begin RECORD EXTRACTS

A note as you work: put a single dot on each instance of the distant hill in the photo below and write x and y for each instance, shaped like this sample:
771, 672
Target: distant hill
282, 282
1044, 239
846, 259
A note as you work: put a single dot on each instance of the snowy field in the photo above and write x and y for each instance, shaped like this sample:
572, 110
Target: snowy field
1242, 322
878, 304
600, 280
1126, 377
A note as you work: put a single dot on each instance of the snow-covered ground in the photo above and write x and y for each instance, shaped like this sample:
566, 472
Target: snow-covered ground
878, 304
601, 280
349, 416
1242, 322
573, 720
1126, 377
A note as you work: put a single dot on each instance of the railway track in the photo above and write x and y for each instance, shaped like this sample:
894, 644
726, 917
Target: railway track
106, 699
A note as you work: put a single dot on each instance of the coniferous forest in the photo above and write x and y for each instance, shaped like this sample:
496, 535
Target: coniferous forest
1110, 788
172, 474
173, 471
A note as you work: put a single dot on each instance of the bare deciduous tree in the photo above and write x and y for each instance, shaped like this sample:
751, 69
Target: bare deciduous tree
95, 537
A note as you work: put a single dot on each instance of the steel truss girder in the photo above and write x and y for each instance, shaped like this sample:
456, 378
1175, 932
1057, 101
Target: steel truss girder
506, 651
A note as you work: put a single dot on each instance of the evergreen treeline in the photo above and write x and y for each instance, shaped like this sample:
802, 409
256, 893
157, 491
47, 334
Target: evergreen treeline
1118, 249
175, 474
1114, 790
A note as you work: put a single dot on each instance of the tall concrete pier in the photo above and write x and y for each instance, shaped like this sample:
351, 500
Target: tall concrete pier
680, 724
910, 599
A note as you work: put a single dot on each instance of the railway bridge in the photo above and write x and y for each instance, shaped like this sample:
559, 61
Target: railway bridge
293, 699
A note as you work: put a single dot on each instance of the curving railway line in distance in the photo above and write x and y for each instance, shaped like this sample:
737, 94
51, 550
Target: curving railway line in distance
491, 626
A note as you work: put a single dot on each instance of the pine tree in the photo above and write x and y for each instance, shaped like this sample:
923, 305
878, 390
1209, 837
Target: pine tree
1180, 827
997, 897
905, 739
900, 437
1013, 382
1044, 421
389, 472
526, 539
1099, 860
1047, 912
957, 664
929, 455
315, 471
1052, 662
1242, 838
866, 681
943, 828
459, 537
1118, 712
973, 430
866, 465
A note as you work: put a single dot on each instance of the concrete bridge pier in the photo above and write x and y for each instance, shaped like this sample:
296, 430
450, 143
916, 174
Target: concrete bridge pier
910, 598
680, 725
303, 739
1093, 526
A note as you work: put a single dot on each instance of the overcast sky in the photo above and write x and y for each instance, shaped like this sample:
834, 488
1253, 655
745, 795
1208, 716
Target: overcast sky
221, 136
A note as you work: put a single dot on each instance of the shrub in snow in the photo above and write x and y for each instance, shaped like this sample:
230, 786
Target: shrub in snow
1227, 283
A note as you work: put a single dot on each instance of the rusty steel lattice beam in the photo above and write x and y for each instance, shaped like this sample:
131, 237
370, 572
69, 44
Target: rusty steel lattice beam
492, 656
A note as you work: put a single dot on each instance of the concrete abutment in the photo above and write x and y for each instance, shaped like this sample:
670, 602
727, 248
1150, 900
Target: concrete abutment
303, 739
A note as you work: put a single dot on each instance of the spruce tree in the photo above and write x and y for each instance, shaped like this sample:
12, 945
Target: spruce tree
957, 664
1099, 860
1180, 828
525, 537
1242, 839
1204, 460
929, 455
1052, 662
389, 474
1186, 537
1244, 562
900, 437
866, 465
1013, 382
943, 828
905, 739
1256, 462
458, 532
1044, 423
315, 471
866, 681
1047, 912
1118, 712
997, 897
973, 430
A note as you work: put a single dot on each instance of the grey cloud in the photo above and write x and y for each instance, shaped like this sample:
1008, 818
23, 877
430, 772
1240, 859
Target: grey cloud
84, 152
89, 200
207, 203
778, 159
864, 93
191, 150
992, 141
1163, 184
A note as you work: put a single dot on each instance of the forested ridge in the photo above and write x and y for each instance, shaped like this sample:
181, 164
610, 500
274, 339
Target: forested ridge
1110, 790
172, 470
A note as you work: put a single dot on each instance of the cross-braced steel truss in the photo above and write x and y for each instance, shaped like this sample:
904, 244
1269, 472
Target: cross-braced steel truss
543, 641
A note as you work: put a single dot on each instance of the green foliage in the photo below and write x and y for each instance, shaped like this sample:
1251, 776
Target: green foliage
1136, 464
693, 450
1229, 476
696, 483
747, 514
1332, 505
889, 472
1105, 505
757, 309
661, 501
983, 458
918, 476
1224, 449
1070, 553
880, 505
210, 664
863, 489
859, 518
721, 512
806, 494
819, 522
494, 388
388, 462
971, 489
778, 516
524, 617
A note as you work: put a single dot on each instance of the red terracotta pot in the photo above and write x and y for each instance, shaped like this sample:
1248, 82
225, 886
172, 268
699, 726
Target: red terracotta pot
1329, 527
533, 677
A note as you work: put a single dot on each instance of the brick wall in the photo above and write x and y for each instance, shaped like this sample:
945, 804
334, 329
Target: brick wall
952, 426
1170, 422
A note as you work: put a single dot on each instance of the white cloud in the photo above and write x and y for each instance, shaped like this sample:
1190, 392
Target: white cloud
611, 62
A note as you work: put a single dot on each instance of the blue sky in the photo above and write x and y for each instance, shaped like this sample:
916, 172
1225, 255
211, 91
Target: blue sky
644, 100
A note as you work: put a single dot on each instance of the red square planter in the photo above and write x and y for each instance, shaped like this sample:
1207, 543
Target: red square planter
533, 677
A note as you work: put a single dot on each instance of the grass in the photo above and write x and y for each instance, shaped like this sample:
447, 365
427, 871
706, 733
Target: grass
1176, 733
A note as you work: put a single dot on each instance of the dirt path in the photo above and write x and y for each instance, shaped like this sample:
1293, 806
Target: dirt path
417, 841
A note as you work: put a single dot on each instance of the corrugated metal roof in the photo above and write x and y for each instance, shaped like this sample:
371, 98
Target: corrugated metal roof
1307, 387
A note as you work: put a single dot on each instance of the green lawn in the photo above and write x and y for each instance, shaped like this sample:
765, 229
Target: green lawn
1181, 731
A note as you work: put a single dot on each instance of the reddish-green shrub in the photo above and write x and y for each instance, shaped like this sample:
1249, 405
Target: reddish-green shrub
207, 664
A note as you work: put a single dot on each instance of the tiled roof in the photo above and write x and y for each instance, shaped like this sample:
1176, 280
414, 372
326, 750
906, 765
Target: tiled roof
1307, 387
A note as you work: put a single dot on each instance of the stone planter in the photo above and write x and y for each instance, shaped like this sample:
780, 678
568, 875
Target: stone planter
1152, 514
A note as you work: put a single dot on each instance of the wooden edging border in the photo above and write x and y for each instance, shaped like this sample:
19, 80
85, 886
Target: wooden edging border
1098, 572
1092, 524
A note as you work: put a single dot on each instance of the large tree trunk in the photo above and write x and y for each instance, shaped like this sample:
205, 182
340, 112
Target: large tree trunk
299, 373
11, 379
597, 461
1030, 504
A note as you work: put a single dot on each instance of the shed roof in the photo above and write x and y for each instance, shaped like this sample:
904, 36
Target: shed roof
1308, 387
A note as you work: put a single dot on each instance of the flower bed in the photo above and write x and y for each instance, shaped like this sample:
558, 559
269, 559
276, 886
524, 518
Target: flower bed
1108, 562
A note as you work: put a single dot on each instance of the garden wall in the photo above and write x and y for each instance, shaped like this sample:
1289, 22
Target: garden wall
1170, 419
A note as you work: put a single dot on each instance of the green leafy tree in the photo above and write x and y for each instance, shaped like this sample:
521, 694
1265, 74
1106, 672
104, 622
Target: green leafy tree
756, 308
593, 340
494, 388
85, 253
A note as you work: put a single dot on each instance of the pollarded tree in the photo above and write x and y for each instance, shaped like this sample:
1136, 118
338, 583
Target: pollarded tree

end RECORD EXTRACTS

**OBJECTIVE:** Reproduce exactly the line that holds "of the tiled", then every line after it, ending with the final line of the records above.

**ANSWER TO THE PROBLEM:**
A note as you work: put a single dot on each instance of the tiled roof in the photo above and write x and y for each instance, shaped like this sample:
1176, 280
414, 372
326, 750
906, 765
Target: tiled roof
1307, 387
A note as you work: put a single dot on each instance of the stone planter in the photo above and write x and y for each instance, shaped like this sample:
780, 678
568, 875
Target: stone planter
1152, 514
A note as you work: put a single dot on each instance of the wooden edging border in the photo above and write x and y for each instance, shaped like this sample:
19, 80
85, 886
Target: wooden edging border
1098, 572
1092, 524
A note as you work: put a single dot on each instance of the large tree trunk in the photo above and write x and y for each instance, shaped like this sample:
205, 182
340, 112
Target: large tree trunk
299, 373
11, 379
597, 461
1030, 504
A note as you work: put a single dot on each instance of the shed roof in the photo above and write x and y for each instance, shaped like this sample:
904, 36
Target: shed roof
1308, 387
A note as you work: put a single dot on each instance of the flower bed in the photo above and write x and y for each instance, shaped like this sample:
558, 559
269, 559
276, 886
524, 518
Target: flower bed
1108, 562
A note as you work: put a single dot on each instance of the garden wall in the photo above and write x and y for each instance, shaped like this sample:
1289, 22
Target: garden wall
1170, 419
A note as you work: put a single dot on each instance of the green leafy tree in the photo above and write x and y for each instance, shaped like this sample:
521, 694
1265, 74
1106, 672
104, 622
Target: green leafy tree
756, 308
593, 340
494, 388
85, 253
A note as you work: put a single dot on each instance of the pollarded tree in the photo above and write x and y for each instance, shaped like this sample:
1136, 118
338, 583
Target: pollarded tree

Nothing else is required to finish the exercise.